Reproduce every entry exactly, without alteration.
---------- MATERIAL
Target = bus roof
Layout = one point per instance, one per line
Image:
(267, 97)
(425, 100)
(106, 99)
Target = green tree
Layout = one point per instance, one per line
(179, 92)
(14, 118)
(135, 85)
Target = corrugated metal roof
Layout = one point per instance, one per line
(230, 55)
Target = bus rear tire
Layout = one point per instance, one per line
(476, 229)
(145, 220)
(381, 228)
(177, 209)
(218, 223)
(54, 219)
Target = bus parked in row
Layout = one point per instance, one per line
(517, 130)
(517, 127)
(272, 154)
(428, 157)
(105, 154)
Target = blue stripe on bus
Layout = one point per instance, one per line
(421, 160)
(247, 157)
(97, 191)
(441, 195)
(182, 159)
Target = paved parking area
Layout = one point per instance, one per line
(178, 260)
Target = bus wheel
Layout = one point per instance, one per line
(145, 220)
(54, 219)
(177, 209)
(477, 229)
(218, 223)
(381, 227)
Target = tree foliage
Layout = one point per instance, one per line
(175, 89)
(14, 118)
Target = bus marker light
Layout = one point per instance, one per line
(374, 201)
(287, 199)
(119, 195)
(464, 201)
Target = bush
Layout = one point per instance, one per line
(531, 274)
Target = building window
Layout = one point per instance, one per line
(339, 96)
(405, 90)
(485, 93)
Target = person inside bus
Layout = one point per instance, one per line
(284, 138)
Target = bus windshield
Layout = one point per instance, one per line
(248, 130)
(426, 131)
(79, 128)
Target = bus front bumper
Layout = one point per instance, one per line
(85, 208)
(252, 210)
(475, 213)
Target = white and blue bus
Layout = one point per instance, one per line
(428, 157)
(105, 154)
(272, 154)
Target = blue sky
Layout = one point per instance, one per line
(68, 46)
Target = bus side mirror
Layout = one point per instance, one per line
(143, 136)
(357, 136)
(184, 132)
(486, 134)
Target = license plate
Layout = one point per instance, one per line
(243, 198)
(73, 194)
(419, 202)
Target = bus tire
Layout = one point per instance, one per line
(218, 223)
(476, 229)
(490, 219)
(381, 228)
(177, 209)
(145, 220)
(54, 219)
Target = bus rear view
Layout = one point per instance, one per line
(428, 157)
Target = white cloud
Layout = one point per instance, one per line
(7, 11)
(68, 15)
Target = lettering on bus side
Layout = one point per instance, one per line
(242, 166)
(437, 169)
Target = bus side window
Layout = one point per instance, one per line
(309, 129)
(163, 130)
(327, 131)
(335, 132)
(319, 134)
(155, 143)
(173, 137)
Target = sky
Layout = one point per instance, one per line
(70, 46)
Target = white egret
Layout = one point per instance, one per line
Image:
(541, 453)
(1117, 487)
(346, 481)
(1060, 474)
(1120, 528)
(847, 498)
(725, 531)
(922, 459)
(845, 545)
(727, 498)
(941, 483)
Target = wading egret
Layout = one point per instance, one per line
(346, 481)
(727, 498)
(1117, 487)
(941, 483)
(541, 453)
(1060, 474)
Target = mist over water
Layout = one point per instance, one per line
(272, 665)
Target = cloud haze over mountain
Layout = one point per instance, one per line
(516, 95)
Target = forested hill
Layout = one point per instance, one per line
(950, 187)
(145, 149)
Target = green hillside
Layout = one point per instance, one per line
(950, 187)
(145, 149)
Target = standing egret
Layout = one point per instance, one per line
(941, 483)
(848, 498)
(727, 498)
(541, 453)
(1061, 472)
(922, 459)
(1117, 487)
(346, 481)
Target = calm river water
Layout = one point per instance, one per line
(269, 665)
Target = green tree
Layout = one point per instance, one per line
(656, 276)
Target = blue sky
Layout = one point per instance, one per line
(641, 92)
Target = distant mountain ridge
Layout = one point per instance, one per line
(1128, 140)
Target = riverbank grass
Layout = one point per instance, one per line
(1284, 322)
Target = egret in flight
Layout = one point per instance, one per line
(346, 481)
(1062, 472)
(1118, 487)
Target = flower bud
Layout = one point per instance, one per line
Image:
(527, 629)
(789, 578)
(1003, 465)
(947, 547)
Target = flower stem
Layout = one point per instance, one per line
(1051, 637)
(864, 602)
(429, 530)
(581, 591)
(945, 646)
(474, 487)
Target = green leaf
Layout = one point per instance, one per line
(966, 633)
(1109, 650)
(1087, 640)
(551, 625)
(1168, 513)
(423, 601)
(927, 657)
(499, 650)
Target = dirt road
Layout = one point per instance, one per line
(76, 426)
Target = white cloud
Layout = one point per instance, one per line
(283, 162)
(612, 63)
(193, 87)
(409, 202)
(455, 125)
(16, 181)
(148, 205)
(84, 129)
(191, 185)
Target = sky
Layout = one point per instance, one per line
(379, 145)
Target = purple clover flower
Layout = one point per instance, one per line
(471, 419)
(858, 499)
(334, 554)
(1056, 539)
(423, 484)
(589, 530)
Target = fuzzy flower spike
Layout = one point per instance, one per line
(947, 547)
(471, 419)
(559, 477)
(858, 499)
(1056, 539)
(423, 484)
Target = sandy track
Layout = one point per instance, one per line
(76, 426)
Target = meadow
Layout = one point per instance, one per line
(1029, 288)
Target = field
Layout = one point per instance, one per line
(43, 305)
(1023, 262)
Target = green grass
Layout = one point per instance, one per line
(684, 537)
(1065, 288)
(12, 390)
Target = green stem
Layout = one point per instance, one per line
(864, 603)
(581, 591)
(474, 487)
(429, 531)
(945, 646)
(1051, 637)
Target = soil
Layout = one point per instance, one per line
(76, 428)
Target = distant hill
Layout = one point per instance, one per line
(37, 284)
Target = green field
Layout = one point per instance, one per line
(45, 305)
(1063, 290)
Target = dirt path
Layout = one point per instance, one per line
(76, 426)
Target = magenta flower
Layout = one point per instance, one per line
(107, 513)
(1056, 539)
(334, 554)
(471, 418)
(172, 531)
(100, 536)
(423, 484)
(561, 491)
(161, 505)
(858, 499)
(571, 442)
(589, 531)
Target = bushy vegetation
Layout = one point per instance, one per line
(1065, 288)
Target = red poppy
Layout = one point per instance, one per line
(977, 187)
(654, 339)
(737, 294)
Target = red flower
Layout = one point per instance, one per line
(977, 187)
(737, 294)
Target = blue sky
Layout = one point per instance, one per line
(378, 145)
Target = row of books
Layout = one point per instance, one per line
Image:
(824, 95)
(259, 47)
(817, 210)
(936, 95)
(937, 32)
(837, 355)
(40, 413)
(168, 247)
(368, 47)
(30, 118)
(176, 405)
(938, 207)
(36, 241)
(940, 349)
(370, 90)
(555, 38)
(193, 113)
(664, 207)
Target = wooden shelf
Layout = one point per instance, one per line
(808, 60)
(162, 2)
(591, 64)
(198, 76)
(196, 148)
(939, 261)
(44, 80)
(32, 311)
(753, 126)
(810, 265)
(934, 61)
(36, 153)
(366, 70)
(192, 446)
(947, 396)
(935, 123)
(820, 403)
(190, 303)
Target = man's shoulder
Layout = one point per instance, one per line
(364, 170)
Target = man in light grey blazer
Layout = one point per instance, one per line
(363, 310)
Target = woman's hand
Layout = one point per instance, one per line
--------------------
• SOLUTION FOR THIS EXERCISE:
Target = bus roof
Layout = one point per instance, one per line
Image:
(267, 97)
(425, 100)
(106, 99)
Target = green tree
Layout = one point per instance, one per line
(179, 92)
(14, 118)
(135, 85)
Target = corrugated metal roof
Layout = one point per instance, one per line
(230, 55)
Target = bus rear tire
Layout = one point per instance, one per line
(476, 229)
(145, 220)
(381, 228)
(177, 209)
(218, 223)
(54, 219)
Target = bus parked in row
Layout = one point per instance, one per line
(517, 130)
(517, 127)
(272, 154)
(428, 157)
(105, 154)
Target = blue stripe on bus
Layout = one point per instance, one per line
(421, 160)
(247, 157)
(97, 191)
(441, 195)
(182, 159)
Target = paved parking area
Layout = one point per instance, one per line
(178, 260)
Target = bus wheel
Layout = one point per instance, one per line
(145, 220)
(54, 219)
(177, 209)
(477, 229)
(218, 223)
(381, 227)
Target = tree foliage
Layout = one point per instance, one per line
(175, 89)
(14, 118)
Target = bus marker light
Layout = one point per instance, one per line
(374, 201)
(287, 199)
(119, 195)
(464, 201)
Target = bush
Layout = one point per instance, one per line
(531, 274)
Target = building window
Layout = one point per instance, one per line
(339, 96)
(405, 90)
(485, 93)
Target = person inside bus
Layout = one point per instance, one per line
(284, 138)
Target = bus windshield
Layout = one point per instance, one per line
(248, 130)
(426, 131)
(79, 128)
Target = bus front bumper
Layout = one point per instance, one per line
(85, 208)
(252, 210)
(475, 213)
Target = white and blue bus
Layout = one point per instance, one per line
(428, 157)
(105, 154)
(272, 154)
Target = blue sky
Layout = one point per instance, one per line
(68, 46)
Target = bus side mirror
Layout = one point per instance, one per line
(143, 136)
(357, 136)
(184, 132)
(486, 134)
Target = license plate
Layout = one point per instance, one per line
(243, 198)
(73, 194)
(419, 202)
Target = bus tire
Layout = one point per instance, one per line
(218, 223)
(476, 229)
(490, 219)
(381, 228)
(177, 209)
(145, 220)
(54, 219)
Target = bus rear view
Layout = one point per instance, one per line
(428, 157)
Target = white cloud
Layout = one point per instance, one per line
(7, 11)
(68, 15)
Target = lettering on bus side
Layout = one point per instance, one per line
(242, 166)
(437, 169)
Target = bus side window
Layout = one point per instance, one per line
(309, 129)
(163, 130)
(327, 131)
(335, 132)
(319, 134)
(155, 143)
(173, 137)
Target = sky
Layout = one point per instance, one per line
(70, 46)
Target = white egret
Layout = one point per instance, one per line
Image:
(541, 453)
(1117, 487)
(346, 481)
(1060, 474)
(1120, 528)
(847, 498)
(725, 531)
(922, 459)
(845, 545)
(727, 498)
(941, 483)
Target = wading egret
Layout = one point per instance, one per line
(346, 481)
(727, 498)
(1117, 487)
(941, 483)
(541, 453)
(1060, 474)
Target = mist over water
Layout = one point per instance, one per line
(272, 665)
Target = cloud haze over mountain
Layout = one point per instance, one per line
(516, 95)
Target = forested hill
Layout = one point per instance, one per line
(950, 187)
(145, 149)
Target = green hillside
Layout = one point per instance, one per line
(950, 187)
(145, 149)
Target = standing egret
Layout = one point per instance, one per line
(941, 483)
(848, 498)
(727, 498)
(541, 453)
(1061, 472)
(922, 459)
(1117, 487)
(346, 481)
Target = calm river water
Layout = one point per instance, one per line
(269, 665)
Target = green tree
Layout = one point per instance, one per line
(656, 276)
Target = blue sky
Layout = one point per instance, one per line
(641, 92)
Target = distant mountain ridge
Layout = one point per instance, one per line
(1128, 140)
Target = riverbank grass
Layout = one point per instance, one per line
(1284, 322)
Target = egret in flight
Layout = one point per instance, one per line
(346, 481)
(1062, 472)
(1118, 487)
Target = flower bud
Layout = one point per instance, one per line
Image:
(527, 629)
(789, 578)
(1003, 465)
(947, 547)
Target = flower stem
Layout = one point per instance, one per line
(1051, 637)
(864, 602)
(429, 530)
(581, 591)
(945, 646)
(474, 487)
Target = green leaf
Layout = one point per instance, one per line
(966, 633)
(1109, 650)
(1087, 640)
(551, 625)
(1168, 513)
(423, 601)
(927, 657)
(499, 650)
Target = dirt road
Layout = one point per instance, one per line
(76, 426)
Target = white cloud
Layout = one point per instance, one per line
(283, 162)
(612, 63)
(193, 87)
(409, 202)
(455, 125)
(16, 181)
(148, 205)
(84, 129)
(191, 185)
Target = sky
Layout = one point per instance, one per line
(379, 145)
Target = purple clover flower
Layout = one point per instance, one per line
(471, 419)
(858, 499)
(334, 554)
(1056, 539)
(423, 484)
(589, 530)
Target = fuzzy flower spike
Layout = one point per instance, one per line
(947, 547)
(471, 419)
(559, 477)
(858, 499)
(1056, 539)
(423, 484)
Target = sandy track
Layout = one point per instance, one per line
(76, 426)
Target = meadow
Layout = one point per instance, one per line
(1029, 288)
Target = field
Layout = one point per instance, one per line
(43, 305)
(1023, 262)
Target = green grass
Layout = one point per instance, one per line
(684, 537)
(1065, 288)
(12, 390)
Target = green stem
Layout = one point per instance, one per line
(864, 603)
(581, 591)
(474, 487)
(429, 531)
(945, 646)
(1051, 637)
Target = soil
Layout = one point per instance, one per line
(76, 428)
Target = distant hill
Layout = one point per instance, one per line
(37, 284)
Target = green field
Layout = one point per instance, one per line
(45, 305)
(1063, 290)
Target = dirt path
Layout = one point per instance, one per line
(76, 426)
Target = magenta flower
Layout = one point per instance, one per line
(107, 513)
(1056, 539)
(334, 554)
(471, 418)
(172, 531)
(100, 536)
(423, 484)
(561, 491)
(161, 505)
(858, 499)
(571, 442)
(589, 531)
Target = bushy vegetation
Layout = one point per instance, one per line
(1065, 288)
Target = red poppy
Layout = one point per instance, one per line
(977, 187)
(654, 339)
(737, 294)
Target = red flower
Layout = one point per instance, one per line
(977, 187)
(737, 294)
Target = blue sky
Layout = one point per instance, one per line
(378, 145)
Target = row of books
Layout = one point per instance, one per line
Image:
(824, 95)
(259, 47)
(817, 210)
(936, 95)
(937, 32)
(837, 355)
(40, 413)
(168, 247)
(368, 47)
(30, 118)
(176, 405)
(938, 207)
(36, 241)
(940, 349)
(370, 90)
(555, 38)
(193, 113)
(664, 207)
Target = wooden shelf
Layout = one point per instance, one per line
(808, 60)
(162, 2)
(591, 64)
(198, 76)
(196, 148)
(939, 261)
(44, 80)
(32, 311)
(753, 126)
(810, 265)
(934, 61)
(36, 153)
(366, 70)
(192, 446)
(947, 396)
(935, 123)
(820, 403)
(190, 303)
Target = man's shoulder
Layout = one point per instance, one per line
(364, 170)
Target = man in light grey blazer
Layout = one point per instance, one per line
(363, 310)
Target = woman's hand
Layout = one point per instance, one per line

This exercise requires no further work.